Technical knowledge base Study Notes Scala 301.02 - Basic task parallel algorithms

301.02 - Basic task parallel algorithms

Parallel sorting

Merge sort algorithm:

recursively sort two half of an array (in parallel);
sequentially merge the two halves by copying them into a temporary array;
copy the temporary array back into the original array;

The parMergeSort method has the following signature:

def parMergeSort(xs: Array[Int], maxDepth: Int): Unit

maxDepth gives the level of parallelism. The method sorts the array in place, as a side-effect.

We start by allocating an intermediary array:

val ys: Array[Int](xs.length)

Our algorithm will alternate between the two arrays.

def sort(from: Int, until: Int, depth: Int): Unit = {
  if (depth == maxDepth) {
    quickSort(xs, from, until-from)
  }
  else {
    val mid = (from + until) / 2
    parallel(sort(from, mid, depth+1), 
             sort(mid, until, depth+1))

    // merge back the sorted array
    val flip = ((maxDepth - depth) % 2 == 0)
    val src = if (flip) ys else xs
    val target = if (flip) xs else ys
    merge(src, target, from, mid, until)
  }
}

sort(0, xs.length, 0)

Copying the array can also be done in parallel:

def copy(src: Array[Int], target: Array[Int], 
         from: Int, until: Int, depth: Int): Unit = {

  if (depth == maxDepth) {
    Array.copy(src, from, target, from, until-from)
  }
  else {
    val mid = (from + until) / 2
    parallel(sort(src, target, from, mid, depth+1),
             sort(src, target, mid, until, depth+1))
  }
}

if ((maxDepth % 2) == 0) copy(ys, xs, 0, xs.length, 0)

Data operations and parallel mapping

Operations on collections are key to functional programming even in the sequential case:

List(1, 3, 8).map(x => x*x) == List(1, 9, 64)

List(1, 3, 8).fold(100)((s, x) => s+x) == 112

// combined fold of all list prefixes List(), List(1), List(1,3), List(1,3,8)
List(1, 3, 8).scan(100)((s, x) => s+x) == List(100, 101, 104, 112)

================================

Exercises
A – Using the Scala study notes, answer each of the following:
(i) What does the maxDepth parameter of parMergeSort give?
(ii) Which method does sort call once depth equals maxDepth?
(iii) What value is List(1, 3, 8).fold(100)((s, x) => s+x) shown to equal?
B – List every parameter named in the signature of the copy method in the Scala study notes.
C – Echo a passage of the Scala study notes word for word. Begin at the words "List(1, 3, 8).map(x" and stop after "List(1), List(1,3), List(1,3,8)".

Data listing
================================

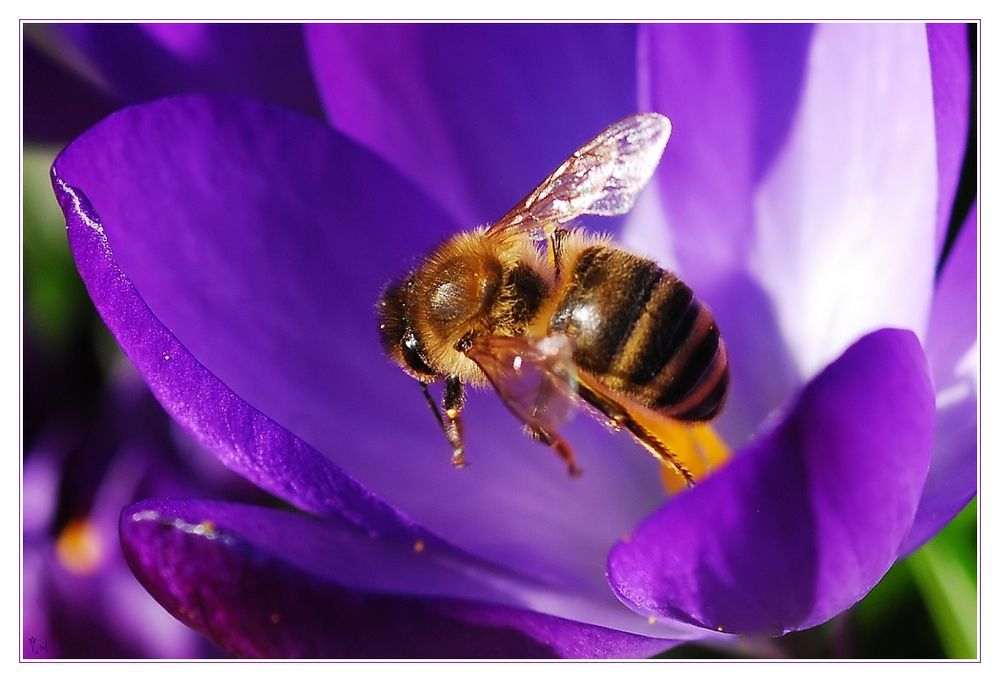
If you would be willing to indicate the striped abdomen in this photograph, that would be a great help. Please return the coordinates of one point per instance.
(641, 332)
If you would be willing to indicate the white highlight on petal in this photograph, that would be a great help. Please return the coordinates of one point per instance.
(966, 380)
(846, 216)
(78, 209)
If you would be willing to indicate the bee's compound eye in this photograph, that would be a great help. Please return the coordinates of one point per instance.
(413, 352)
(396, 332)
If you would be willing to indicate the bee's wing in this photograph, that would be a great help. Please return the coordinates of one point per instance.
(603, 177)
(535, 380)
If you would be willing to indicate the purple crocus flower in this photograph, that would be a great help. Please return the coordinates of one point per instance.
(80, 598)
(235, 250)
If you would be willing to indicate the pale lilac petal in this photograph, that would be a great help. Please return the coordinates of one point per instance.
(948, 45)
(954, 354)
(803, 522)
(731, 93)
(845, 218)
(270, 583)
(476, 114)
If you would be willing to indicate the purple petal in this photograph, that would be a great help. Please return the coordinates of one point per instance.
(476, 114)
(806, 520)
(953, 352)
(57, 104)
(249, 246)
(845, 218)
(950, 59)
(139, 62)
(730, 92)
(245, 439)
(269, 583)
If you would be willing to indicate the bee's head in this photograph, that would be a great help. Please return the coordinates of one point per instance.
(396, 334)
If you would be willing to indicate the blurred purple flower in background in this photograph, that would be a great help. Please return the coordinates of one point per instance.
(80, 598)
(235, 249)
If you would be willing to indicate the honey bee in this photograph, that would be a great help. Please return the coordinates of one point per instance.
(577, 319)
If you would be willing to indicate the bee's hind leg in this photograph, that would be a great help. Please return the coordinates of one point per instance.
(450, 423)
(559, 446)
(454, 401)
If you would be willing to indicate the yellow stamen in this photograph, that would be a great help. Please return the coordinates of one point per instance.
(78, 547)
(699, 448)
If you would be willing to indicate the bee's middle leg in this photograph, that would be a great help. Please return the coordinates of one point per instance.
(453, 402)
(555, 250)
(559, 446)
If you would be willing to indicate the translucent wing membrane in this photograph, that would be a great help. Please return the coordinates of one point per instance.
(536, 380)
(603, 177)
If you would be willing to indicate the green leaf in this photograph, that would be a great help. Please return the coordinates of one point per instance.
(945, 574)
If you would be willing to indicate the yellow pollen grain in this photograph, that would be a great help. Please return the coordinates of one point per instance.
(78, 547)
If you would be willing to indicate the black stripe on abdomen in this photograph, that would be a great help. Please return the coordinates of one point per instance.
(604, 300)
(710, 406)
(670, 321)
(695, 368)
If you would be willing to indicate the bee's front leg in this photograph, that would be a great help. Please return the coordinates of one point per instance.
(453, 402)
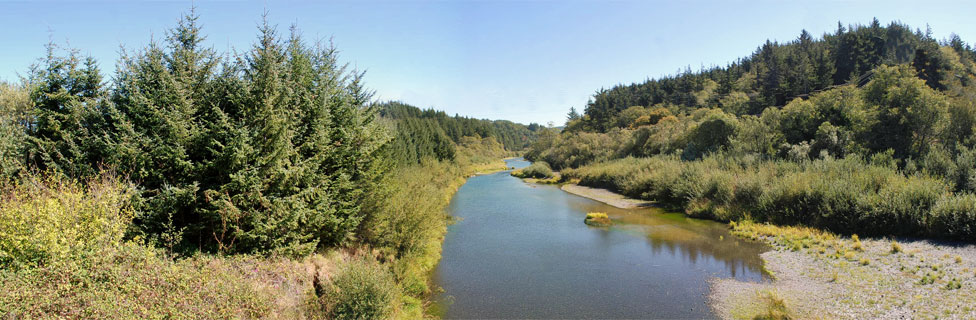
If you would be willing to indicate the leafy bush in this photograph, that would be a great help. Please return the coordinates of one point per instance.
(843, 195)
(537, 170)
(47, 220)
(135, 282)
(362, 289)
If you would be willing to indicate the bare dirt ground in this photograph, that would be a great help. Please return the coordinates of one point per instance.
(919, 280)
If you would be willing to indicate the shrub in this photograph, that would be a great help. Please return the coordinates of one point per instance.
(46, 219)
(135, 282)
(598, 219)
(362, 289)
(537, 170)
(955, 216)
(841, 195)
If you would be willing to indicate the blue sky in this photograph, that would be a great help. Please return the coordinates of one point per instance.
(526, 61)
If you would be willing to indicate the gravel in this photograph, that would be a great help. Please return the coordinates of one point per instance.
(925, 280)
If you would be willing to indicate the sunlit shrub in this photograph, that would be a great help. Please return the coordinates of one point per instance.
(841, 195)
(362, 289)
(45, 219)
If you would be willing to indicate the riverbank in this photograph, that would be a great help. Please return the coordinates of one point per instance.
(606, 196)
(821, 275)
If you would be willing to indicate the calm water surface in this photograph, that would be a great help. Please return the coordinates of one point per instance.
(521, 250)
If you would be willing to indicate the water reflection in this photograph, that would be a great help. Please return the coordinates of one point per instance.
(522, 251)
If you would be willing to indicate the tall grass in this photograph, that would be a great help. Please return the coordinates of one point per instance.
(46, 220)
(63, 255)
(840, 195)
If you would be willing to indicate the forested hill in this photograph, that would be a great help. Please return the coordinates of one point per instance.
(422, 133)
(777, 73)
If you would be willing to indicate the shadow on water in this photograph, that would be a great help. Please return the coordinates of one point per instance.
(521, 250)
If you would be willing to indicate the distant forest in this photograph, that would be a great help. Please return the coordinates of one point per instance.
(868, 130)
(779, 72)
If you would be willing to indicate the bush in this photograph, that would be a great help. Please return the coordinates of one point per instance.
(135, 282)
(840, 195)
(362, 289)
(537, 170)
(45, 219)
(597, 219)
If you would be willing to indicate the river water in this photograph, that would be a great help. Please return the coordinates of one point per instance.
(520, 250)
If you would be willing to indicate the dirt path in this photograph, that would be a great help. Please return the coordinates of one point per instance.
(606, 196)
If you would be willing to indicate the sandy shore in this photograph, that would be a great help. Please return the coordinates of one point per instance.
(606, 196)
(922, 280)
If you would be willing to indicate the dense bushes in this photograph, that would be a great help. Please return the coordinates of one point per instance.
(777, 73)
(846, 195)
(360, 289)
(62, 255)
(136, 282)
(45, 220)
(537, 170)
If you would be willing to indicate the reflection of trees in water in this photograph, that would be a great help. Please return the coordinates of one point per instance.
(690, 238)
(736, 255)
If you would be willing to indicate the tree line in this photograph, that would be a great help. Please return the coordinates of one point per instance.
(881, 140)
(275, 149)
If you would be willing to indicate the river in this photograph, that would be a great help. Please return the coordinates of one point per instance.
(520, 250)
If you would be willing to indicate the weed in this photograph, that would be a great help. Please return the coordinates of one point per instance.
(895, 247)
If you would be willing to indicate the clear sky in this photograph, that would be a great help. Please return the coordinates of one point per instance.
(526, 61)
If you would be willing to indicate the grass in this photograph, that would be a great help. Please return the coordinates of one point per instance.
(774, 307)
(895, 247)
(846, 196)
(597, 219)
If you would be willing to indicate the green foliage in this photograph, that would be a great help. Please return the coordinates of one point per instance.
(844, 196)
(46, 220)
(537, 170)
(361, 289)
(14, 109)
(135, 282)
(273, 151)
(777, 73)
(426, 133)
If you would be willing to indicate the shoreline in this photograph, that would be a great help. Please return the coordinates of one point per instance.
(606, 196)
(817, 274)
(821, 275)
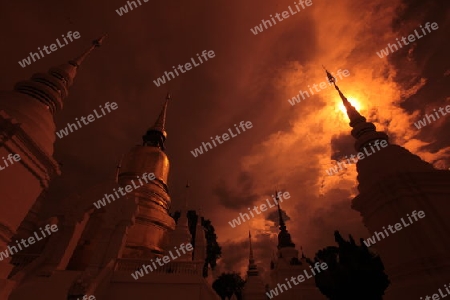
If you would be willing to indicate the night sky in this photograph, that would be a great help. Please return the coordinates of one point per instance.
(250, 78)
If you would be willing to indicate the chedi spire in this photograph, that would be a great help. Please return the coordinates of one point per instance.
(284, 238)
(156, 135)
(364, 132)
(52, 88)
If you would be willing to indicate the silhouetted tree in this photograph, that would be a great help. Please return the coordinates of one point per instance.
(228, 284)
(213, 250)
(353, 273)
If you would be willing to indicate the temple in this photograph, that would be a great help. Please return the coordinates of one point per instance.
(393, 182)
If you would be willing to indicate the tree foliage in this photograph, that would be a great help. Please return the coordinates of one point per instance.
(353, 272)
(213, 250)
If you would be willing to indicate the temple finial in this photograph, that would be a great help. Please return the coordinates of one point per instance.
(95, 44)
(364, 132)
(252, 268)
(280, 216)
(186, 196)
(156, 135)
(284, 238)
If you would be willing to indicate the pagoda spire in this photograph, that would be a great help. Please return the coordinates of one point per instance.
(364, 132)
(183, 221)
(52, 88)
(157, 135)
(252, 269)
(284, 238)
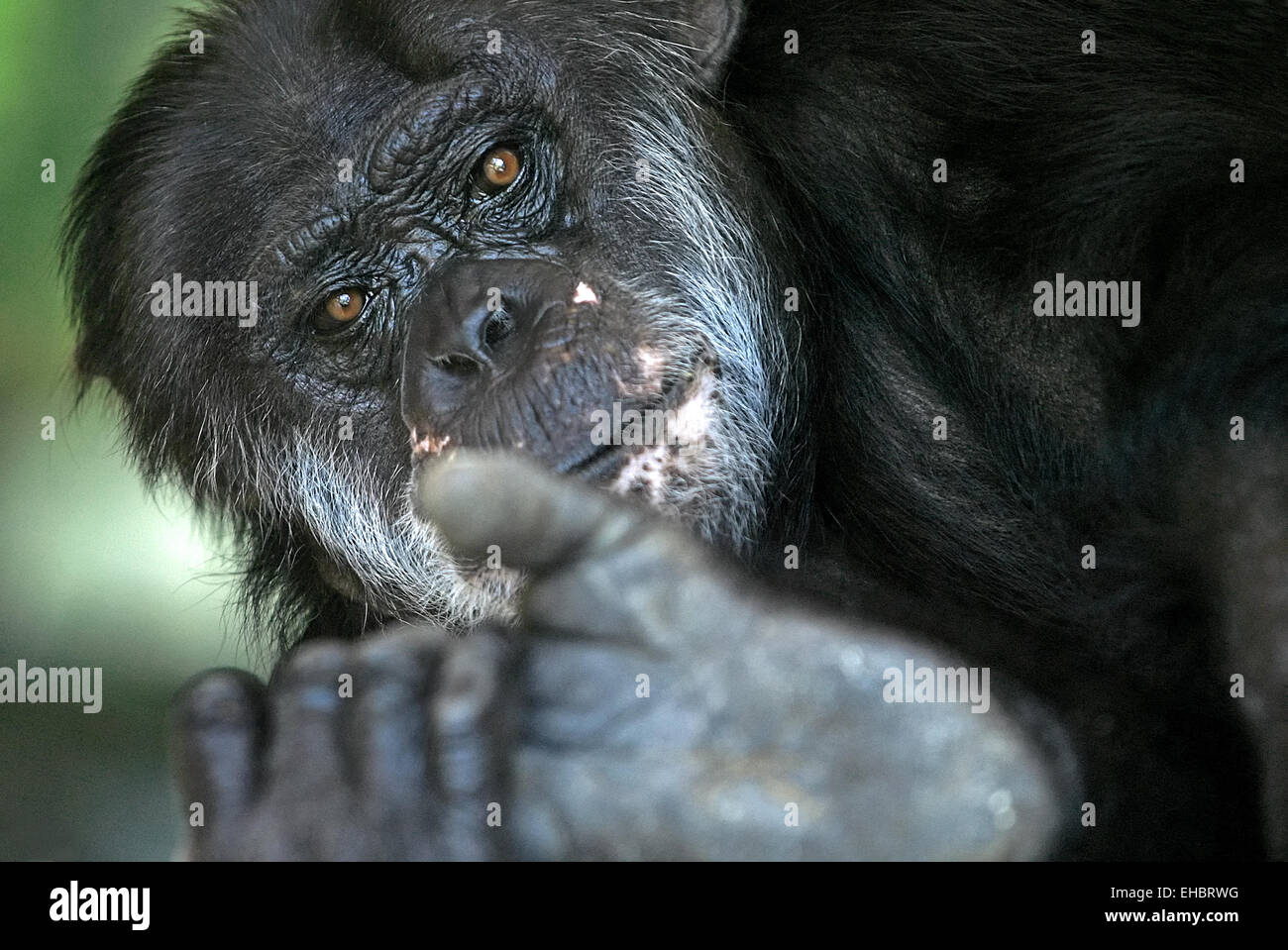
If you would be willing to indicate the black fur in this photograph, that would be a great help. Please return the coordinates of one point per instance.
(917, 301)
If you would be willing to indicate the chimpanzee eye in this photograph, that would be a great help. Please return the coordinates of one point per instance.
(340, 309)
(497, 170)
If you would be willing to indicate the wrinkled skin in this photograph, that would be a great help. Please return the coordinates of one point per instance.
(546, 722)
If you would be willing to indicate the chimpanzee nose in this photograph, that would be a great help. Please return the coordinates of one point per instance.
(473, 323)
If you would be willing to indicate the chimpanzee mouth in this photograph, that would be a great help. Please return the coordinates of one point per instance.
(674, 420)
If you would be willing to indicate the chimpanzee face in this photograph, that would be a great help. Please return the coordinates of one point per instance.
(467, 227)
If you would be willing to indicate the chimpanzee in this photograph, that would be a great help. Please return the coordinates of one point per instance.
(932, 355)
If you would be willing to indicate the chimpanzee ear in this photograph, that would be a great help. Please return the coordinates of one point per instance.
(709, 29)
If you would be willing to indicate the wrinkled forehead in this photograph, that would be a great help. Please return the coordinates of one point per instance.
(284, 90)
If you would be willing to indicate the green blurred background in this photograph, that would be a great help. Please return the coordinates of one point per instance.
(93, 570)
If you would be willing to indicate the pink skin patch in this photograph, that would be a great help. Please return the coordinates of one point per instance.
(585, 293)
(424, 446)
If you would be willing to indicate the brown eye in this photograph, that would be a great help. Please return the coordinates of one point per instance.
(498, 168)
(342, 308)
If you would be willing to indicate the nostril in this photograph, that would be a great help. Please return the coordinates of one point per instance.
(498, 326)
(456, 365)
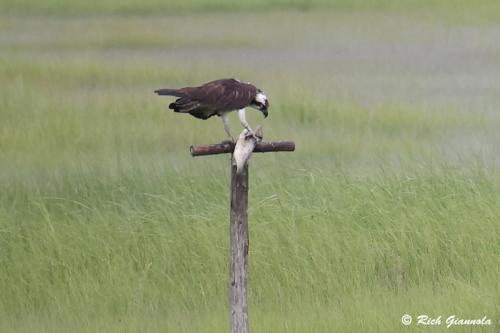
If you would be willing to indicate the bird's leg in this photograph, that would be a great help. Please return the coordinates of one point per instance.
(244, 123)
(225, 120)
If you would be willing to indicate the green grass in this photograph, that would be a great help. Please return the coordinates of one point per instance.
(108, 225)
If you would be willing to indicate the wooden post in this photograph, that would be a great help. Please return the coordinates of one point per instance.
(238, 271)
(239, 241)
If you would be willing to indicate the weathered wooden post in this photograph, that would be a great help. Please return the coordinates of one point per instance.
(239, 242)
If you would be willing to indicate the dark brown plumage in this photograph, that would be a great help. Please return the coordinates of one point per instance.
(218, 98)
(212, 98)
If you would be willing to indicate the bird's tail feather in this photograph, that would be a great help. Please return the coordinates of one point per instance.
(169, 92)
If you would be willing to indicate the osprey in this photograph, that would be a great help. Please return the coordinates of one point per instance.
(218, 98)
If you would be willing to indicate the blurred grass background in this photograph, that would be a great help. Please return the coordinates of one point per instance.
(390, 205)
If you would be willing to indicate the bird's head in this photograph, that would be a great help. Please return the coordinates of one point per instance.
(260, 102)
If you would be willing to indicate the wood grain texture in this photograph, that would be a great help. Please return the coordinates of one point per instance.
(228, 147)
(238, 270)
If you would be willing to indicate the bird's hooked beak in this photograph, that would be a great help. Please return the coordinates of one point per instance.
(264, 111)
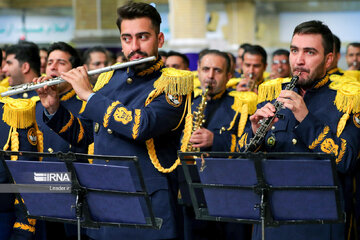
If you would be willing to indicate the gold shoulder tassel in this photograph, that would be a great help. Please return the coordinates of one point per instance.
(174, 82)
(347, 99)
(244, 103)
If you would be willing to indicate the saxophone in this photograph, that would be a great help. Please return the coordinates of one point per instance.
(259, 136)
(199, 118)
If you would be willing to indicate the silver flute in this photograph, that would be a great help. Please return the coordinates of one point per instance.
(26, 87)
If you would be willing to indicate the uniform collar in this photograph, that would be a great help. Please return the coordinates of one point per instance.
(219, 95)
(321, 82)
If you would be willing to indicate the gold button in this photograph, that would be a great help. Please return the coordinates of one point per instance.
(96, 127)
(222, 130)
(129, 81)
(271, 141)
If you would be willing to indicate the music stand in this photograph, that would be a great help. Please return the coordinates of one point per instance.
(92, 195)
(267, 188)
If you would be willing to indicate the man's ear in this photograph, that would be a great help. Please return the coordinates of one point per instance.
(328, 59)
(161, 40)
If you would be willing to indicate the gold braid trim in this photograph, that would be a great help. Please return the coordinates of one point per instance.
(152, 69)
(40, 138)
(108, 113)
(91, 152)
(322, 82)
(175, 82)
(187, 128)
(68, 124)
(243, 140)
(243, 119)
(81, 133)
(14, 143)
(136, 123)
(24, 227)
(6, 146)
(347, 98)
(155, 161)
(342, 150)
(153, 94)
(319, 138)
(19, 113)
(233, 143)
(68, 95)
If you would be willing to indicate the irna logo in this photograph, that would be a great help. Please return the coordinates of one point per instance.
(52, 177)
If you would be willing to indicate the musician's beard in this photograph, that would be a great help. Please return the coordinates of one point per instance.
(308, 81)
(142, 66)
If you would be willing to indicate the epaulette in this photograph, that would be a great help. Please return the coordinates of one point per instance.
(3, 89)
(245, 104)
(174, 82)
(269, 90)
(20, 113)
(347, 98)
(197, 92)
(197, 82)
(353, 74)
(233, 82)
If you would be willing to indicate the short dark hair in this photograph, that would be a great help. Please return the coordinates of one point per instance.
(86, 55)
(256, 50)
(133, 10)
(337, 44)
(162, 53)
(62, 46)
(244, 45)
(317, 27)
(281, 52)
(183, 57)
(26, 52)
(353, 44)
(218, 53)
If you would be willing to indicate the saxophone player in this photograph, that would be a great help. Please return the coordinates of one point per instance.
(213, 73)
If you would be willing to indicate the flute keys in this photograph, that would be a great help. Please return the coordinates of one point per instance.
(129, 81)
(271, 141)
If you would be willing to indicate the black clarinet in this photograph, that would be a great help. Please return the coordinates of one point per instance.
(259, 136)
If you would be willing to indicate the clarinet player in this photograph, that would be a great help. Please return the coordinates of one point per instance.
(310, 121)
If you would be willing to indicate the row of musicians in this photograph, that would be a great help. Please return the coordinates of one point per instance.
(226, 112)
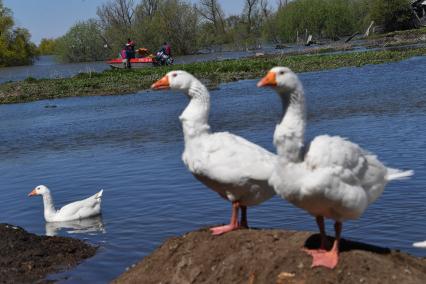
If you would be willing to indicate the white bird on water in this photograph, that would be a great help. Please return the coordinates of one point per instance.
(235, 168)
(334, 178)
(86, 208)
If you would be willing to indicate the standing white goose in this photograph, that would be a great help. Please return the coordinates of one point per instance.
(86, 208)
(334, 179)
(235, 168)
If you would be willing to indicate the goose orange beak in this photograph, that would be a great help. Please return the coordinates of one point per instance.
(163, 83)
(268, 80)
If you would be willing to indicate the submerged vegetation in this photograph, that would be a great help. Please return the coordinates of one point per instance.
(189, 28)
(114, 82)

================================

Worked solutions
A –
(i) The level of parallelism.
(ii) quickSort.
(iii) 112.

B – src, target, from, until, depth

C –
List(1, 3, 8).map(x => x*x) == List(1, 9, 64)

List(1, 3, 8).fold(100)((s, x) => s+x) == 112

// combined fold of all list prefixes List(), List(1), List(1,3), List(1,3,8)